Convert every line of the entries below into a single numbered list, omitting blank lines. Leave the pictures out of the output.
===== Extracted material =====
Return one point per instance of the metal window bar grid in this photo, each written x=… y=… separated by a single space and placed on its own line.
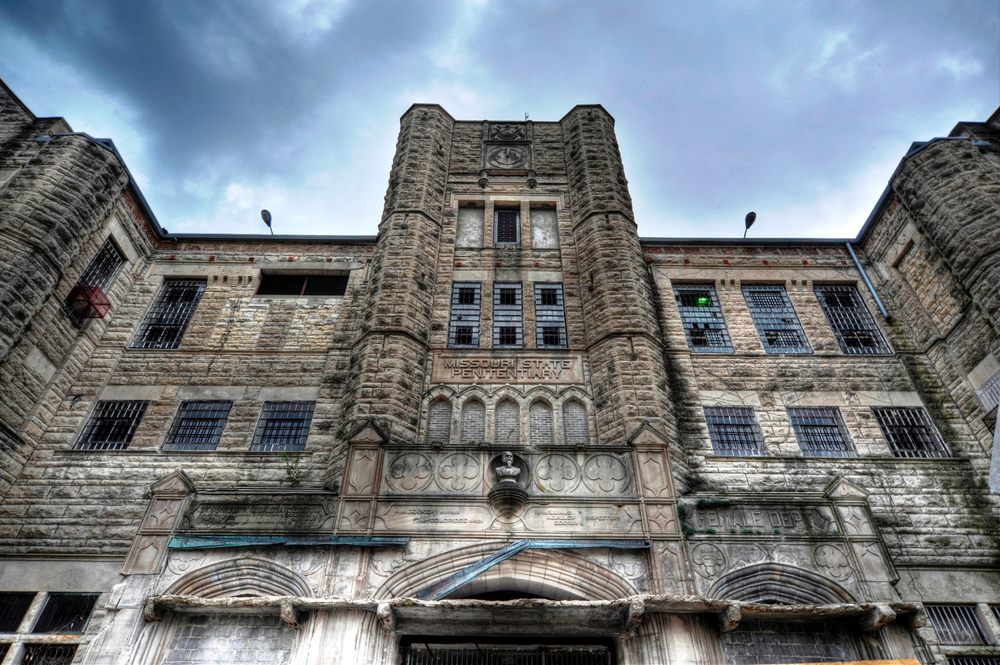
x=851 y=321
x=550 y=316
x=169 y=315
x=821 y=432
x=13 y=607
x=283 y=427
x=507 y=225
x=48 y=654
x=198 y=426
x=701 y=316
x=463 y=329
x=112 y=425
x=65 y=613
x=487 y=654
x=734 y=431
x=777 y=324
x=910 y=432
x=956 y=624
x=508 y=321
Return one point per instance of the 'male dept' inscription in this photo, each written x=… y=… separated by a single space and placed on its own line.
x=486 y=368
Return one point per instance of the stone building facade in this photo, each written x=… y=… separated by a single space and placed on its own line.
x=506 y=429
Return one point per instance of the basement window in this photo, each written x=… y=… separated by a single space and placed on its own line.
x=112 y=425
x=283 y=427
x=910 y=432
x=277 y=284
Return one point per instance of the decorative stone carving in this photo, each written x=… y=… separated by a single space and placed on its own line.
x=708 y=560
x=832 y=561
x=556 y=473
x=605 y=474
x=409 y=472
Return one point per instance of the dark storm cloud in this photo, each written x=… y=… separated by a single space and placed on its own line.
x=797 y=109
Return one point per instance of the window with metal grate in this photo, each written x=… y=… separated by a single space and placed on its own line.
x=198 y=426
x=821 y=432
x=13 y=607
x=508 y=324
x=88 y=299
x=851 y=321
x=550 y=316
x=777 y=324
x=169 y=314
x=910 y=432
x=283 y=427
x=111 y=425
x=507 y=226
x=463 y=329
x=956 y=624
x=734 y=431
x=439 y=421
x=65 y=613
x=701 y=316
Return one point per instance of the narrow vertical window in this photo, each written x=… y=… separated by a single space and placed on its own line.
x=773 y=315
x=112 y=425
x=821 y=432
x=508 y=325
x=910 y=432
x=283 y=427
x=507 y=226
x=473 y=421
x=439 y=421
x=463 y=329
x=508 y=423
x=851 y=321
x=550 y=316
x=576 y=432
x=169 y=315
x=540 y=417
x=701 y=316
x=89 y=298
x=198 y=426
x=734 y=431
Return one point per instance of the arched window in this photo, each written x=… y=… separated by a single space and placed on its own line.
x=508 y=423
x=439 y=421
x=540 y=416
x=575 y=427
x=473 y=421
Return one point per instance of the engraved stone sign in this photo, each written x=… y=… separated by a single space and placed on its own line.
x=516 y=368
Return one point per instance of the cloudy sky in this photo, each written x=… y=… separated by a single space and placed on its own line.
x=798 y=110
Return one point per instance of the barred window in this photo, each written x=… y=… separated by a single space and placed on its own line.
x=439 y=421
x=910 y=432
x=198 y=426
x=540 y=417
x=821 y=432
x=169 y=314
x=473 y=421
x=508 y=423
x=65 y=613
x=851 y=321
x=507 y=226
x=777 y=325
x=283 y=427
x=734 y=431
x=112 y=425
x=463 y=330
x=88 y=299
x=956 y=624
x=508 y=325
x=575 y=428
x=701 y=316
x=550 y=316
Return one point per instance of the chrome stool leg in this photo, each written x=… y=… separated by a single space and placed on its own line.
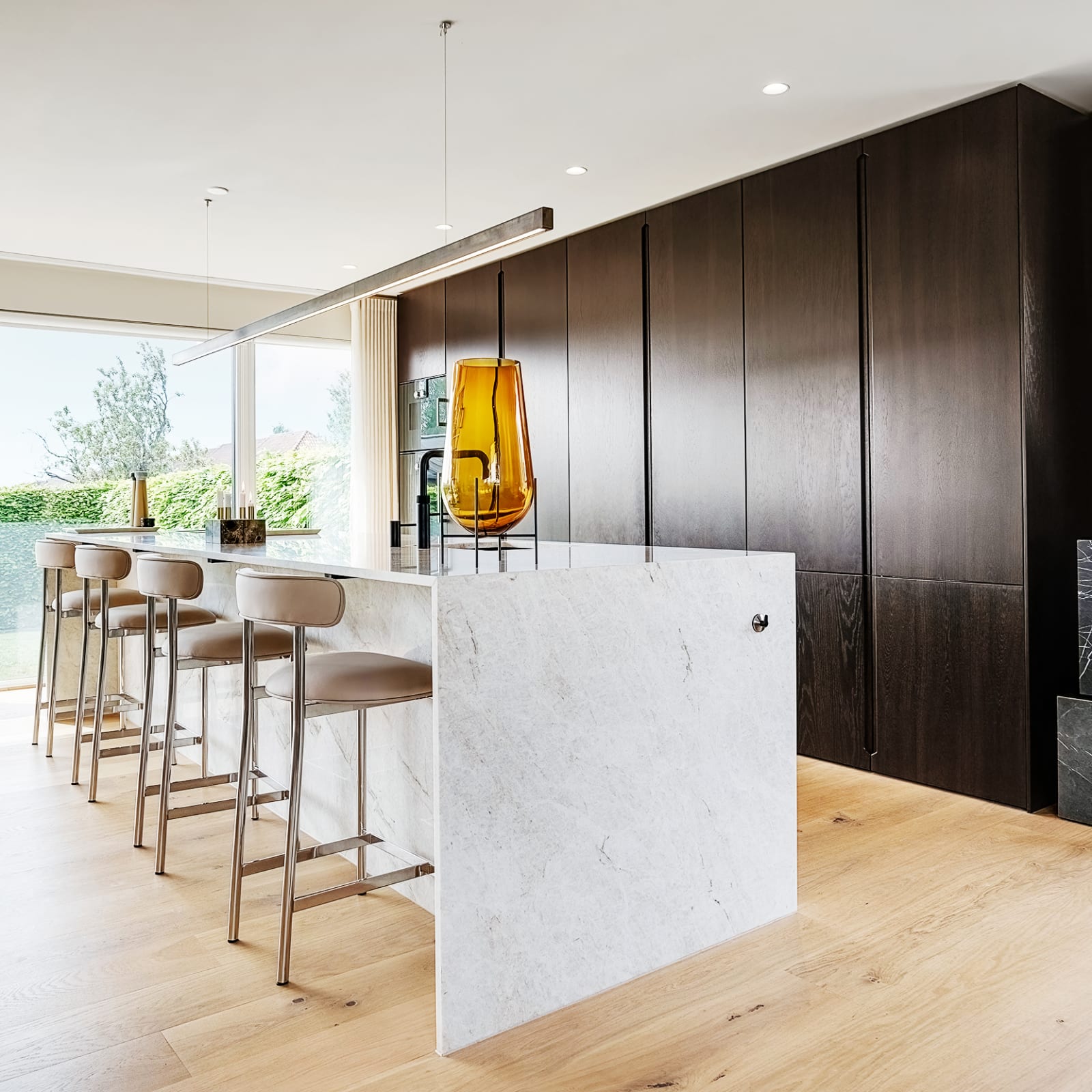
x=82 y=688
x=362 y=806
x=205 y=722
x=169 y=737
x=292 y=837
x=96 y=743
x=243 y=784
x=42 y=655
x=52 y=717
x=145 y=736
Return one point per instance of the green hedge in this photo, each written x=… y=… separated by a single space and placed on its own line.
x=289 y=487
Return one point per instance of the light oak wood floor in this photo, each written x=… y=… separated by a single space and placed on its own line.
x=940 y=944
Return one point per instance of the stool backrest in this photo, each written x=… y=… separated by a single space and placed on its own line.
x=289 y=599
x=169 y=578
x=102 y=562
x=54 y=554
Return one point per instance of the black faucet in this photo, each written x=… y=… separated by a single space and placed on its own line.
x=425 y=505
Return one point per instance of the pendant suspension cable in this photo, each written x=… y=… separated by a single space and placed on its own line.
x=207 y=307
x=445 y=27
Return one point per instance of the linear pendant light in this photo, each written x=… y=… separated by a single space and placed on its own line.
x=451 y=254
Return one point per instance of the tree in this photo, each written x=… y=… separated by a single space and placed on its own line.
x=130 y=431
x=340 y=418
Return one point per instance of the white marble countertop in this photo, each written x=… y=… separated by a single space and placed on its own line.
x=336 y=556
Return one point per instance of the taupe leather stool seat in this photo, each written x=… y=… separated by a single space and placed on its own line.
x=119 y=598
x=224 y=642
x=134 y=617
x=363 y=678
x=315 y=687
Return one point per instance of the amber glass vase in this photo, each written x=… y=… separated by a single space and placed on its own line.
x=487 y=449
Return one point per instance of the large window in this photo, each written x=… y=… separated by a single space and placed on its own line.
x=81 y=412
x=302 y=436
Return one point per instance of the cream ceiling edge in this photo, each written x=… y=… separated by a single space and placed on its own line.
x=74 y=292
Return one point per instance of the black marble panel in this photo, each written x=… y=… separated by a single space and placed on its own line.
x=1084 y=612
x=1075 y=759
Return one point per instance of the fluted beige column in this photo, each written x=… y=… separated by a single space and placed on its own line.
x=374 y=437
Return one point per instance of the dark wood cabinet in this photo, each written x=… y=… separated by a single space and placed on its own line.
x=831 y=669
x=420 y=333
x=535 y=331
x=946 y=386
x=1057 y=391
x=473 y=315
x=802 y=320
x=951 y=687
x=875 y=358
x=606 y=385
x=697 y=371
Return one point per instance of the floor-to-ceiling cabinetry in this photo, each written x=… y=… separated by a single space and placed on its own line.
x=805 y=385
x=696 y=371
x=874 y=358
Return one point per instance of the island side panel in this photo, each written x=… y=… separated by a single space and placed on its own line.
x=380 y=616
x=616 y=778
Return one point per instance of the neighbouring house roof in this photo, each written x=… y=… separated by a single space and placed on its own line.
x=276 y=444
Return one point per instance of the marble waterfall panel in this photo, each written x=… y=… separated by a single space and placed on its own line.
=====
_Answer to the problem_
1. Return one point per instance of the metal window bar grid in this photo, each written x=… y=… separated by a single space and placed on its own line.
2. x=851 y=321
3. x=550 y=316
4. x=169 y=315
5. x=821 y=432
6. x=13 y=607
7. x=283 y=427
8. x=507 y=225
9. x=48 y=654
10. x=198 y=426
11. x=701 y=316
12. x=463 y=329
13. x=112 y=425
14. x=65 y=613
15. x=487 y=654
16. x=734 y=431
17. x=777 y=324
18. x=910 y=432
19. x=956 y=624
20. x=508 y=321
21. Return one point per instance of the 'male dept' inscription in this photo, each written x=… y=… separated by a single space and placed on its own line.
22. x=486 y=368
23. Return one point per instance of the stone building facade in this photo, each written x=… y=… separated by a single space and placed on its own line.
24. x=506 y=429
25. Return one point per instance of the basement window in this photo, each written x=… y=… separated by a single space and placed on its own line.
26. x=112 y=425
27. x=283 y=427
28. x=910 y=432
29. x=277 y=284
30. Return one point per instance of the decorative stone carving in this photo, each written x=… y=… separated by a single space and placed on its own line.
31. x=708 y=560
32. x=832 y=561
33. x=556 y=473
34. x=605 y=474
35. x=409 y=472
36. Return one point per instance of the dark storm cloud in this photo, each written x=… y=… separated by a single space and placed on its own line.
37. x=797 y=109
38. Return one point per instance of the window with metal grate in this photo, each written x=… y=… separated by a single space and placed on its own line.
39. x=198 y=426
40. x=821 y=432
41. x=13 y=607
42. x=508 y=324
43. x=88 y=299
44. x=851 y=321
45. x=550 y=316
46. x=777 y=324
47. x=169 y=314
48. x=910 y=432
49. x=283 y=427
50. x=111 y=425
51. x=507 y=226
52. x=463 y=329
53. x=956 y=624
54. x=734 y=431
55. x=439 y=421
56. x=65 y=613
57. x=701 y=316
58. Return one point per instance of the narrow vertical window in this photo, each written x=… y=… separated by a single space and placed on its own line.
59. x=773 y=315
60. x=112 y=425
61. x=821 y=432
62. x=508 y=325
63. x=910 y=432
64. x=283 y=427
65. x=507 y=226
66. x=473 y=421
67. x=439 y=421
68. x=463 y=329
69. x=508 y=423
70. x=851 y=321
71. x=550 y=316
72. x=576 y=432
73. x=169 y=315
74. x=540 y=417
75. x=701 y=316
76. x=89 y=298
77. x=198 y=426
78. x=734 y=431
79. Return one point per instance of the arched window in this photo, each written x=… y=… separated by a single space and placed on its own line.
80. x=508 y=423
81. x=439 y=421
82. x=540 y=416
83. x=575 y=427
84. x=473 y=421
85. Return one point per instance of the engraved stone sign in this photo, each written x=… y=… separated by a single space and placed on its own line.
86. x=516 y=368
87. Return one point per instance of the cloudy sky in this photo, each written x=… y=… separated by a single space and placed on its own line.
88. x=798 y=110
89. Return one point per instance of the barred window in this photo, each written x=… y=… separated by a single space and placed on its own line.
90. x=439 y=421
91. x=910 y=432
92. x=198 y=426
93. x=540 y=417
94. x=821 y=432
95. x=169 y=314
96. x=473 y=421
97. x=508 y=423
98. x=65 y=613
99. x=851 y=321
100. x=507 y=226
101. x=777 y=325
102. x=283 y=427
103. x=734 y=431
104. x=112 y=425
105. x=463 y=330
106. x=88 y=299
107. x=956 y=624
108. x=508 y=325
109. x=575 y=428
110. x=701 y=316
111. x=550 y=316
112. Return one point per instance of the chrome stool leg in this photo, each written x=… y=… separated by a single space and placed on its own line.
113. x=82 y=688
114. x=362 y=806
115. x=205 y=722
116. x=169 y=737
117. x=292 y=837
118. x=96 y=743
119. x=243 y=784
120. x=42 y=655
121. x=52 y=717
122. x=145 y=736
123. Return one point per instance of the green hedge in this photo, each written x=… y=… separated by a single space and placed on its own line.
124. x=289 y=487
125. Return one point per instance of the light oak wood floor in this photo, each written x=… y=… separated by a single space and placed on its own line.
126. x=940 y=944
127. Return one point per instance of the stool backrest in this photo, each written x=… y=… separated by a single space and placed on its own line.
128. x=289 y=599
129. x=169 y=578
130. x=102 y=562
131. x=54 y=554
132. Return one point per instance of the black faucet in this photo, each written x=… y=… separated by a single space and placed on its own line.
133. x=425 y=505
134. Return one point per instance of the pendant suspension cable in this photo, each written x=… y=… separated by a single space and placed on its own line.
135. x=207 y=307
136. x=445 y=27
137. Return one point per instance of the linear pendant light in this photo, each written x=… y=… separated by a single space and placed on its own line.
138. x=451 y=254
139. Return one point per instance of the tree in this photo, each written x=… y=… separated by a single space and placed on its own line.
140. x=130 y=431
141. x=340 y=418
142. Return one point per instance of the white marble countertop in this photo, each written x=… y=… separated by a single space and placed on its own line.
143. x=336 y=556
144. Return one point per instance of the taupe leather stool seat in this photo, each written x=… y=… separated by a single space and placed on its own line.
145. x=119 y=598
146. x=224 y=642
147. x=134 y=617
148. x=363 y=678
149. x=315 y=687
150. Return one point per instance of the amber glass vase in this photo, each written x=… y=… separated by a single space and placed on its own line.
151. x=487 y=449
152. Return one point per instance of the large window in this photo, each written x=… y=… separated by a single space and placed on its own line.
153. x=81 y=412
154. x=302 y=436
155. Return one point per instance of the cream ceiling edge in this photo, each written x=… y=… separated by a single space and placed on its own line.
156. x=74 y=292
157. Return one point per instance of the black marble panel in this photo, each written x=… y=… separated by a single space and placed on its own line.
158. x=1084 y=612
159. x=1075 y=759
160. Return one point per instance of the fluted beige column in this photo, each written x=… y=… separated by a single space and placed on its own line.
161. x=374 y=437
162. Return one point per instance of the dark wood cabinet in this photo, each written x=… y=… separated by a single space and placed on its own line.
163. x=831 y=669
164. x=420 y=333
165. x=535 y=331
166. x=946 y=386
167. x=1057 y=391
168. x=473 y=315
169. x=802 y=320
170. x=951 y=687
171. x=875 y=358
172. x=606 y=385
173. x=697 y=371
174. Return one point per instance of the floor-to-ceiling cabinetry in this photo, each written x=… y=… separated by a single space and placed on its own line.
175. x=805 y=385
176. x=696 y=371
177. x=874 y=358
178. Return one point per instance of the island side panel in this photo, each written x=… y=… separated by a single space and placed on its own line.
179. x=380 y=616
180. x=616 y=778
181. Return one point per instance of the neighbouring house roof in this photo, each written x=… y=… separated by a single space and placed on its own line.
182. x=276 y=444
183. Return one point per instance of the marble waterfall panel in this photo, each written x=… y=… separated by a single space and placed on its own line.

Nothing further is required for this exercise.